• _TEXT_:

Some songs with a low happiness index in 2014 include “Stay With Me” by Sam Smith, “Whispers” by Passenger and “Unmissable” by Gorgon City. Songs from 1985 with a high happiness index include “Glory Days” by Bruce Springsteen, “Would I Lie to You?” by the Eurythmics, and “Freedom” by Wham!

Additionally, researchers found the most successful musical genres of recent are dance and pop, with a “clear downward trend” in the success of rock, beginning in the early 2000s.

The researchers also found that the “maleness” of songs — or the frequency of male singers in popular music — has decreased over the last 30 years. “Interestingly, successful songs exhibit their own distinct behavior: They tend to be happier, more party-like, less relaxed and more likely to be sung by a woman than most.”

The same trends hold true for the US market, based on a preliminary review of data by researchers. A few 2014 hits that meet the study’s qualifications for successful pop music include Clean Bandit‘s “Rather Be,” Taylor Swift‘s “Shake It Off,” and Meghan Trainor‘s “All About That Bass.”

• _EXERCISE A_:
Format the records as a Markdown table with the columns "Row" and "Entry", starting at the line that contains "# point at: limestone" and ending at the last line of the records. Put a row number in the first column and the line in the second, skip any blank lines, and leave the pictures out.

• _RECORDS SHOWN_:
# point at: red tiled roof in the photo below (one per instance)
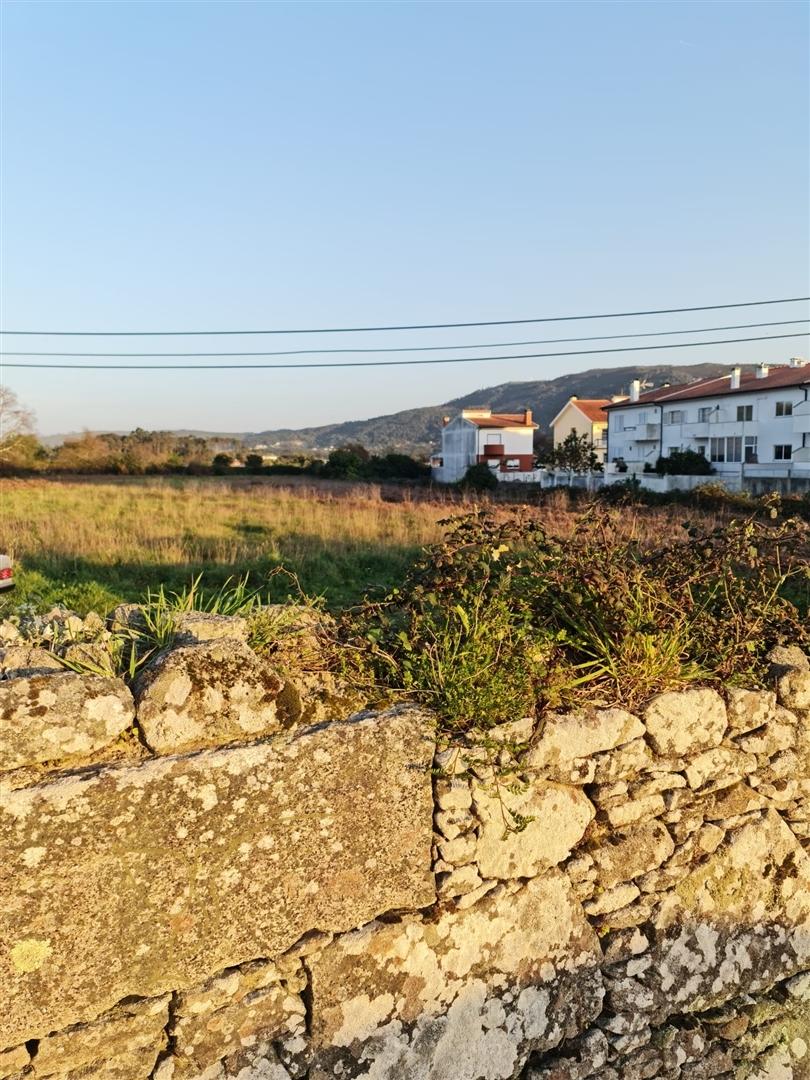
(777, 378)
(593, 408)
(501, 420)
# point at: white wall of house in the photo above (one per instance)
(570, 419)
(463, 443)
(734, 431)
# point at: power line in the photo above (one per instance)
(428, 348)
(414, 326)
(389, 363)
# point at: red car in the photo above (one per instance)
(7, 577)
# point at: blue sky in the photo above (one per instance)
(208, 165)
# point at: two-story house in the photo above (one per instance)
(503, 441)
(583, 416)
(747, 424)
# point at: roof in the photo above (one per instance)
(777, 378)
(501, 420)
(592, 408)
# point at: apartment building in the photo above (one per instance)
(503, 441)
(754, 424)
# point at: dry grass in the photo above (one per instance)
(92, 543)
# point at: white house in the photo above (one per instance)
(584, 416)
(503, 441)
(752, 427)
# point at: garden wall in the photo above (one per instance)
(216, 875)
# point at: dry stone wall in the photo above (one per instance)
(199, 882)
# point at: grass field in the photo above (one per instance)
(92, 543)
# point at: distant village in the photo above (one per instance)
(748, 430)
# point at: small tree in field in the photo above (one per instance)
(480, 477)
(16, 422)
(575, 454)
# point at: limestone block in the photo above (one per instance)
(625, 763)
(720, 766)
(48, 717)
(94, 657)
(567, 738)
(632, 851)
(120, 1033)
(748, 709)
(257, 1002)
(612, 900)
(12, 1061)
(466, 997)
(782, 658)
(636, 810)
(22, 661)
(736, 923)
(190, 628)
(793, 689)
(558, 818)
(9, 633)
(135, 880)
(686, 721)
(779, 733)
(205, 694)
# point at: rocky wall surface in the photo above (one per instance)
(217, 871)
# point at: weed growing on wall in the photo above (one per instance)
(501, 618)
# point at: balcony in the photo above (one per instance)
(801, 418)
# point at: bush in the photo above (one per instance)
(480, 477)
(501, 618)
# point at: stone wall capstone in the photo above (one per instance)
(200, 883)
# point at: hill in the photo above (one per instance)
(417, 430)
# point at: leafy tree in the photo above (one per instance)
(575, 454)
(480, 477)
(348, 462)
(221, 462)
(16, 421)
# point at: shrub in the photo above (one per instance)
(501, 618)
(480, 477)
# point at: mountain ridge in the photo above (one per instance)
(418, 430)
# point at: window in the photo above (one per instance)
(726, 449)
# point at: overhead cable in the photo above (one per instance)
(409, 326)
(419, 348)
(389, 363)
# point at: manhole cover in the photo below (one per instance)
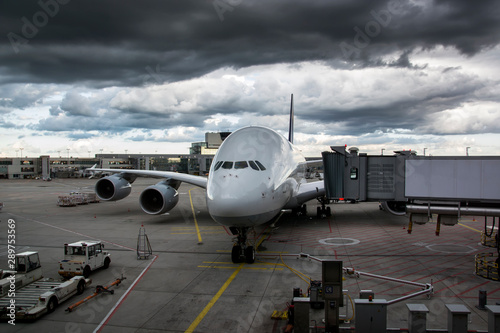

• _EXERCISE B_:
From the passage on hit-song trends, extract the words starting at "Some songs with" and ending at "the early 2000s.".

• _FULL SOLUTION A_:
| Row | Entry |
|---|---|
| 1 | # point at: limestone block in the photo above (one per instance) |
| 2 | (625, 763) |
| 3 | (720, 766) |
| 4 | (48, 717) |
| 5 | (94, 657) |
| 6 | (567, 738) |
| 7 | (632, 851) |
| 8 | (120, 1033) |
| 9 | (748, 709) |
| 10 | (257, 1002) |
| 11 | (612, 900) |
| 12 | (12, 1061) |
| 13 | (466, 997) |
| 14 | (782, 658) |
| 15 | (636, 810) |
| 16 | (22, 661) |
| 17 | (736, 923) |
| 18 | (190, 628) |
| 19 | (793, 689) |
| 20 | (558, 818) |
| 21 | (9, 633) |
| 22 | (135, 880) |
| 23 | (686, 721) |
| 24 | (779, 733) |
| 25 | (205, 694) |
| 26 | # point at: rocky wall surface in the photo above (one per instance) |
| 27 | (217, 871) |
| 28 | # point at: weed growing on wall in the photo above (one per instance) |
| 29 | (501, 618) |
| 30 | # point at: balcony in the photo above (one per instance) |
| 31 | (801, 418) |
| 32 | # point at: bush in the photo above (one per instance) |
| 33 | (480, 477) |
| 34 | (501, 618) |
| 35 | # point at: stone wall capstone in the photo above (one per instance) |
| 36 | (200, 883) |
| 37 | # point at: hill in the photo above (one per instance) |
| 38 | (417, 430) |
| 39 | # point at: leafy tree in the photo above (one per instance) |
| 40 | (575, 454) |
| 41 | (480, 477) |
| 42 | (348, 462) |
| 43 | (221, 462) |
| 44 | (16, 421) |
| 45 | # point at: shrub in the photo above (one per instance) |
| 46 | (501, 618) |
| 47 | (480, 477) |
| 48 | # point at: mountain ridge in the photo above (one per instance) |
| 49 | (418, 430) |
| 50 | # point at: window in the photo above (one per instance) |
| 51 | (726, 449) |
| 52 | # point at: overhead cable in the photo above (one per instance) |
| 53 | (409, 326) |
| 54 | (419, 348) |
| 55 | (389, 363) |
| 56 | # point at: manhole cover in the photo below (one per instance) |

• _FULL SOLUTION B_:
Some songs with a low happiness index in 2014 include “Stay With Me” by Sam Smith, “Whispers” by Passenger and “Unmissable” by Gorgon City. Songs from 1985 with a high happiness index include “Glory Days” by Bruce Springsteen, “Would I Lie to You?” by the Eurythmics, and “Freedom” by Wham!

Additionally, researchers found the most successful musical genres of recent are dance and pop, with a “clear downward trend” in the success of rock, beginning in the early 2000s.